Source data
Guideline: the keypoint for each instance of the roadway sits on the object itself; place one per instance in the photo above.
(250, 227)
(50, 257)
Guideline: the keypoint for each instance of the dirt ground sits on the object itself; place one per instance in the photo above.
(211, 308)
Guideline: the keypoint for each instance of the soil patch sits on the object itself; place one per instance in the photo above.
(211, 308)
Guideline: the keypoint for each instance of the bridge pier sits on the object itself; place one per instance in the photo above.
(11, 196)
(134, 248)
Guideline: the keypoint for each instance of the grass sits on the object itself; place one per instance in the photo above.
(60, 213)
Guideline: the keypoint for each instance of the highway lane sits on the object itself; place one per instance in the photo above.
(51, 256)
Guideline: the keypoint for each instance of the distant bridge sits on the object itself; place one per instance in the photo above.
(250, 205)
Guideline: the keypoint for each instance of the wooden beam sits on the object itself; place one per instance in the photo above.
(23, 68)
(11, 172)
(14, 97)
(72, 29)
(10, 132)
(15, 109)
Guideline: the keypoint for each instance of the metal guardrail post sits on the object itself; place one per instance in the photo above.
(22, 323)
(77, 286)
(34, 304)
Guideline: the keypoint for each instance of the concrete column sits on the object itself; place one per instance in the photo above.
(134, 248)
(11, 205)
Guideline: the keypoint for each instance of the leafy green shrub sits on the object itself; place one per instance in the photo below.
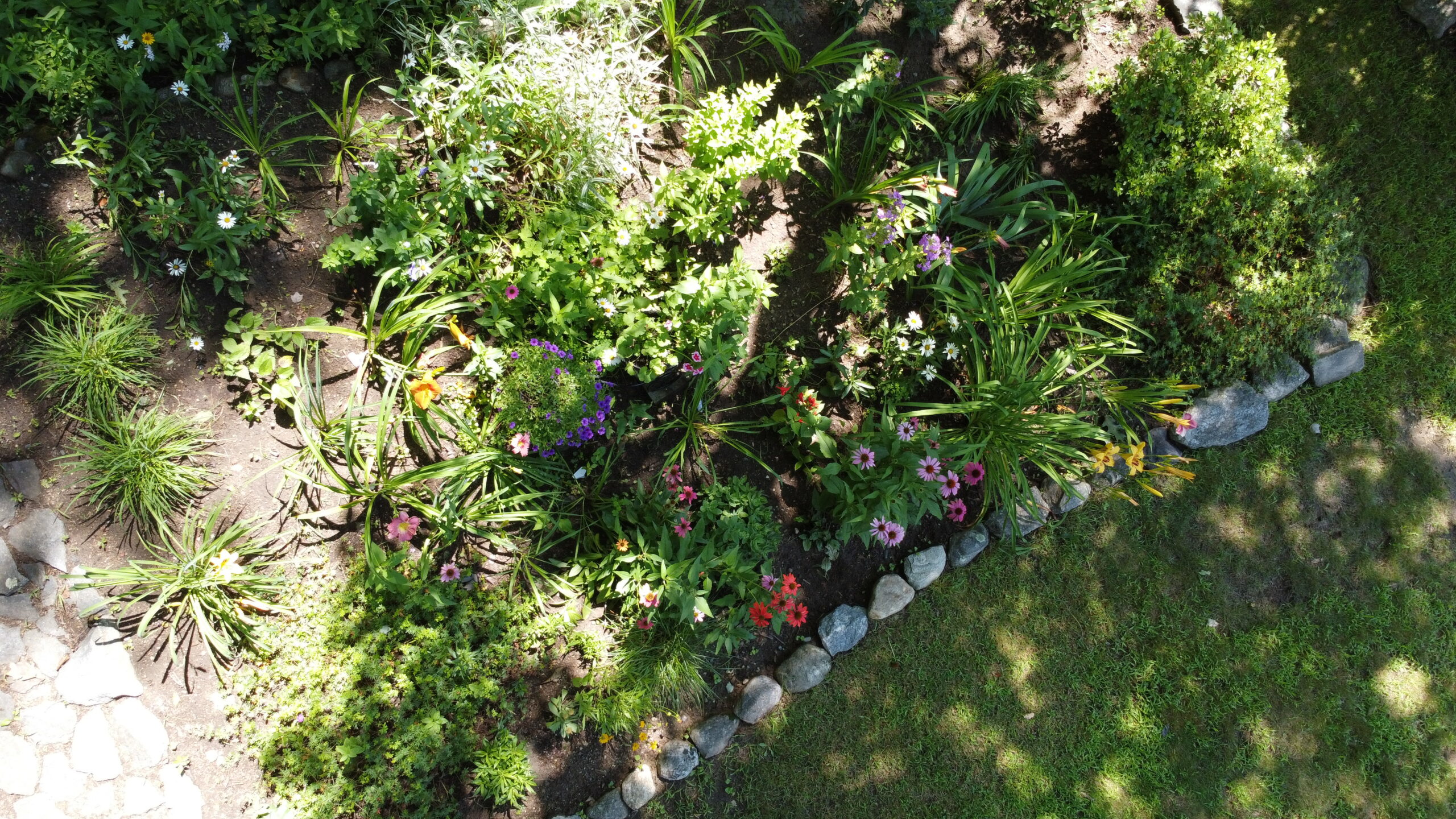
(60, 279)
(142, 465)
(92, 363)
(503, 773)
(379, 704)
(207, 582)
(1234, 266)
(549, 400)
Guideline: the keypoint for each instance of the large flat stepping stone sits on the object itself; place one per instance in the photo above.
(759, 697)
(41, 537)
(714, 735)
(804, 669)
(19, 766)
(94, 751)
(924, 568)
(100, 671)
(892, 595)
(843, 628)
(22, 477)
(1225, 416)
(1338, 363)
(1286, 378)
(142, 738)
(967, 545)
(638, 789)
(677, 761)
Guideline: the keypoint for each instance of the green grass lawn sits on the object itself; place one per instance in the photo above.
(1085, 680)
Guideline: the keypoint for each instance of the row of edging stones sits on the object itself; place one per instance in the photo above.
(1223, 416)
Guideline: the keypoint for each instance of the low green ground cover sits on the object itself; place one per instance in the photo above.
(1325, 690)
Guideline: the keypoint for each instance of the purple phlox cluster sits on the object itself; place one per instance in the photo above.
(935, 250)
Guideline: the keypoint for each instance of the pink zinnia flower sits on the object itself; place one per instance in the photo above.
(929, 468)
(880, 528)
(950, 484)
(897, 534)
(402, 528)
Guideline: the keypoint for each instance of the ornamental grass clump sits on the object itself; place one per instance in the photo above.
(142, 467)
(92, 363)
(549, 400)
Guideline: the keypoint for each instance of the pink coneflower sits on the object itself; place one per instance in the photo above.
(929, 468)
(402, 528)
(950, 484)
(880, 528)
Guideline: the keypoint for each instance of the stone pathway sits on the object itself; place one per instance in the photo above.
(76, 741)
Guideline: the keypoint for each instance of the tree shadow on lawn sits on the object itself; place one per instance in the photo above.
(1273, 639)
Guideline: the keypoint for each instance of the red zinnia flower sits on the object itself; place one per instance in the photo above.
(791, 586)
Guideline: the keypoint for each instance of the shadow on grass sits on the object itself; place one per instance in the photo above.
(1273, 639)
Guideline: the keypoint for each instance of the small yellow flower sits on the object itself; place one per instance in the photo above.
(1135, 458)
(1104, 458)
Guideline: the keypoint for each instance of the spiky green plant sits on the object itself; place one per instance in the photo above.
(142, 467)
(92, 363)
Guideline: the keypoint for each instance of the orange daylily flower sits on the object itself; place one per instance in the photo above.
(424, 391)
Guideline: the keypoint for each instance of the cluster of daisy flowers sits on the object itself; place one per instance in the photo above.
(570, 429)
(784, 602)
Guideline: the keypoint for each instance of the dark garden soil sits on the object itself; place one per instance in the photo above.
(1077, 142)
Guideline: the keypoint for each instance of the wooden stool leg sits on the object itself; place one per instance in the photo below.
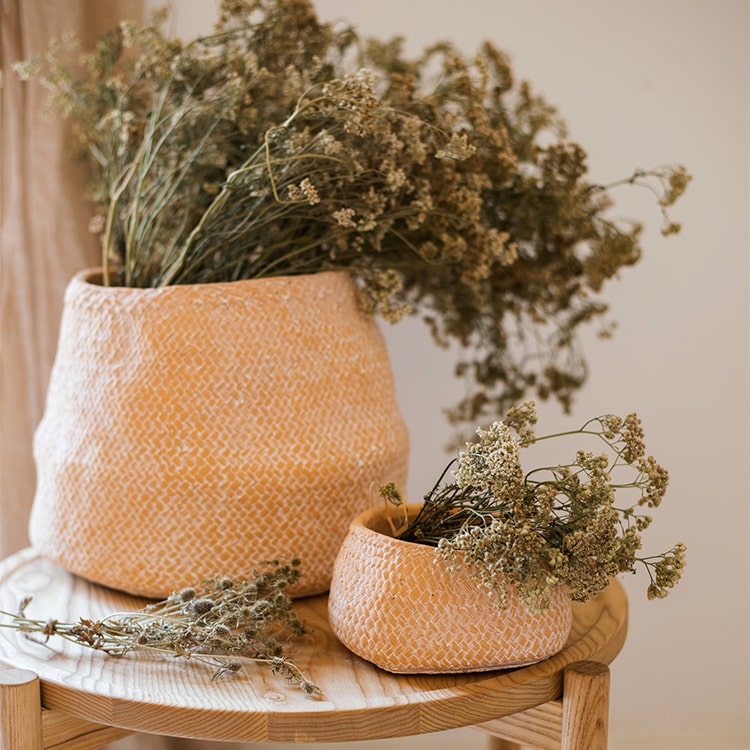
(585, 706)
(498, 743)
(20, 710)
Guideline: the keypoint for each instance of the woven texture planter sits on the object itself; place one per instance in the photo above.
(392, 604)
(201, 429)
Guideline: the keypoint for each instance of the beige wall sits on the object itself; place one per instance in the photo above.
(641, 82)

What is expected
Rewrite all of the records with "keypoint" changed to "reference point" and nothing else altered. Omit the pictures from your answer.

Response to this exercise
Guideline: the reference point for each instance of the roadway sits on the object itself; place one per instance in the photo above.
(250, 227)
(50, 257)
Guideline: the reference point for each instance of the dirt ground sits on the object itself; place one per instance in the photo above.
(211, 308)
Guideline: the reference point for each instance of the soil patch sits on the object itself; place one per instance in the photo above.
(211, 308)
Guideline: the reference point for each instance of the bridge pier sits on the object itself; place one per instance in the photo above.
(11, 196)
(134, 248)
Guideline: the reference point for each instance of the grass sits on the object itself; place one per instance in the photo above.
(60, 213)
Guideline: the reference point for each instance of the highway lane sits on the object itself; place one per instance in the photo above.
(51, 256)
Guideline: the reference point for each instance of the distant bridge sits on the object itself; place one per instance in the photo above.
(250, 205)
Guideline: the reference point for each instance of the wooden beam sits on the object itself; place one per instance in the photo above.
(23, 68)
(11, 172)
(14, 97)
(72, 29)
(10, 132)
(15, 109)
Guideline: the reference point for each instance of the metal guardrail post sits on the object itself; place one per instance in the photo above.
(22, 323)
(77, 286)
(34, 304)
Guideline: the reference point for each instance of the concrete column sits on the object itself; place one per instance in the photo above.
(134, 248)
(11, 205)
Guideline: the reference point for each instance of the leafy green shrub sits on the object itself; place one per instance in the photo below.
(60, 279)
(142, 465)
(92, 363)
(503, 773)
(379, 704)
(207, 582)
(1234, 266)
(549, 400)
Guideline: the reference point for each instance of the large flat stepping stone sits on the object itself; place one per instance in the photo above.
(759, 697)
(41, 537)
(714, 735)
(804, 669)
(19, 766)
(94, 751)
(924, 568)
(100, 671)
(892, 595)
(843, 628)
(22, 477)
(1225, 416)
(1338, 363)
(1286, 378)
(142, 738)
(967, 545)
(638, 789)
(677, 761)
Guideline: the reference point for each instance of the green grass lawn sits on the object itself; place one per instance in the photo above.
(1085, 680)
Guideline: the reference point for each instance of the row of edging stones sits on the object itself; place one per instance in the photo above.
(1223, 416)
Guideline: the reference point for each instance of the low green ground cover sits on the object itself; place one per instance in the photo above.
(1325, 690)
Guideline: the reference point for each instance of the purple phlox cluster sits on the object itself; place one per instance in the photo above.
(935, 250)
Guideline: the reference point for each instance of the pink zinnia flower sits on the object itself; place one per instance in the photo above.
(929, 468)
(880, 528)
(950, 484)
(897, 534)
(402, 528)
Guideline: the reference point for each instance of the ornamental grass clump sits on the object itself; place one per instance in the photo above.
(142, 467)
(92, 363)
(549, 400)
Guideline: the reference point for each instance of the pink coneflower sits on the object itself; place one per instance in the photo above.
(929, 468)
(402, 528)
(950, 484)
(880, 528)
Guideline: the reference point for each instance of the stone pathway sits on the object itself; place one per instance in the photo above.
(76, 741)
Guideline: the reference point for each instance of the tree shadow on lawn sits on the object itself; place one per instance in the photo above.
(1273, 639)
Guideline: the reference point for each instance of the red zinnia flower sits on the object itself; place one per instance in the photo above.
(791, 586)
Guideline: the reference point for each instance of the shadow on grass sits on the object itself; place one per instance in the photo above.
(1273, 639)
Guideline: the reference point for each instance of the small yellow flower sits on the object itself; place one per instance in the photo above.
(1135, 458)
(1104, 458)
Guideline: the reference point for each instance of the spiky green plant sits on the object itself; place one per instance in the photo above.
(142, 467)
(92, 363)
Guideline: the reference point for each instance of the orange daylily flower sits on the object itself; place one per instance in the photo above.
(424, 391)
Guideline: the reference point for each instance of the cluster of daisy flowers sits on the object itself; place one per instance in the photo above.
(570, 429)
(784, 602)
Guideline: the reference point for each instance of the dark garden soil sits on the object itself; place one per instance in the photo above.
(1077, 142)
Guideline: the reference point for each instance of the wooden stool leg sits on the object itself; place one per instance in the photo below.
(585, 706)
(498, 743)
(20, 710)
Guideline: the reference point for each instance of the woven texture planter sits on the object itself; place one per instance in the photo above.
(392, 604)
(201, 429)
Guideline: the reference point for each instance of the beige wall sits on the object itself; place one per instance in the photo above.
(641, 82)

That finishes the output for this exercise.